Dataset records start
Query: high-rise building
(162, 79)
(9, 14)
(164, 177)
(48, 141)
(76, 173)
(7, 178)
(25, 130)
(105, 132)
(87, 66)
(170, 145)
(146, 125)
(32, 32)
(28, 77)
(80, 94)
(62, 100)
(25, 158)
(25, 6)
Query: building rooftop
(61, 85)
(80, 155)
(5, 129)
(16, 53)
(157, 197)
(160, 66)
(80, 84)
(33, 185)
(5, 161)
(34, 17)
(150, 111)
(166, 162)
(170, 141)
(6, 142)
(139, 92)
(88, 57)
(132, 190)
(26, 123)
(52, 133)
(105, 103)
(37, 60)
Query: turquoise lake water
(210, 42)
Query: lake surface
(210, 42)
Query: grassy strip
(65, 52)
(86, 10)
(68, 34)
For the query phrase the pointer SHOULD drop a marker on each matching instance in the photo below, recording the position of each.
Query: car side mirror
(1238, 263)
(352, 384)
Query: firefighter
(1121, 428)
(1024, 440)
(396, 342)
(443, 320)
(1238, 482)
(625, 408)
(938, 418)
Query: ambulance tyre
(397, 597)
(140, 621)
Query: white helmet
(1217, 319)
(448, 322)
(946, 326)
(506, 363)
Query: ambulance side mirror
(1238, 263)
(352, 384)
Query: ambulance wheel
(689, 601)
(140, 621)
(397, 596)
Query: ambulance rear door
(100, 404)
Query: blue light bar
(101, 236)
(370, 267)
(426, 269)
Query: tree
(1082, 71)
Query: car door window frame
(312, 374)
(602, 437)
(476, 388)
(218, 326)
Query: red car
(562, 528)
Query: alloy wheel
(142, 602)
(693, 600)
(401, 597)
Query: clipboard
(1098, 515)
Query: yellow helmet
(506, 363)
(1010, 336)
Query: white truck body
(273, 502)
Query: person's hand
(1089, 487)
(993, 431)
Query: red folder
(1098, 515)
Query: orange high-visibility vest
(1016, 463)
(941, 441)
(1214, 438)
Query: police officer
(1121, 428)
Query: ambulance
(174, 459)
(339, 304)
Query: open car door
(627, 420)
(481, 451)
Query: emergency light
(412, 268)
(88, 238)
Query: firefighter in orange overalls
Dataset records end
Switch each "helmet" in the listing above to "hard hat" and write out all of its lines again with nothing else changed.

Query: high-rise building
(162, 79)
(9, 14)
(164, 177)
(48, 141)
(76, 173)
(7, 178)
(25, 130)
(105, 132)
(87, 66)
(170, 145)
(146, 125)
(32, 32)
(28, 77)
(80, 94)
(62, 100)
(25, 158)
(25, 6)
Query: building rooftop
(61, 85)
(80, 155)
(5, 129)
(16, 53)
(157, 197)
(160, 66)
(80, 84)
(33, 185)
(5, 161)
(34, 17)
(150, 111)
(166, 162)
(170, 141)
(6, 142)
(139, 92)
(88, 57)
(132, 190)
(26, 123)
(52, 133)
(105, 103)
(37, 60)
Query: turquoise lake water
(210, 42)
Query: lake surface
(210, 42)
Query: grassy strip
(65, 52)
(86, 10)
(68, 34)
For the query phrase the pointer SHOULD drop a marker on each matching instance in the photo below, recording the position of each.
Query: car side mirror
(1238, 263)
(352, 384)
Query: firefighter
(1121, 428)
(1024, 440)
(396, 342)
(443, 320)
(1238, 482)
(625, 408)
(938, 418)
Query: ambulance tyre
(397, 597)
(140, 621)
Query: white hard hat
(1217, 319)
(448, 322)
(946, 326)
(506, 363)
Query: ambulance side mirror
(1238, 263)
(352, 384)
Query: ambulance wheel
(689, 601)
(140, 621)
(397, 596)
Query: ambulance rear door
(100, 404)
Query: blue light bar
(101, 236)
(370, 267)
(426, 269)
Query: tree
(1082, 71)
Query: car door window frame
(312, 374)
(602, 437)
(476, 388)
(218, 326)
Query: red car
(562, 528)
Query: alloy wheel
(142, 602)
(693, 600)
(401, 597)
Query: clipboard
(1098, 515)
Query: yellow hard hat
(506, 363)
(1010, 336)
Query: white truck body
(273, 502)
Query: person's hand
(1089, 487)
(993, 431)
Query: red folder
(1098, 515)
Query: orange high-visibility vest
(1016, 463)
(941, 441)
(1214, 438)
Query: police officer
(1121, 428)
Query: ambulance
(174, 459)
(339, 304)
Query: open car door
(627, 420)
(481, 451)
Query: emergency light
(412, 268)
(88, 238)
Query: firefighter in orange overalls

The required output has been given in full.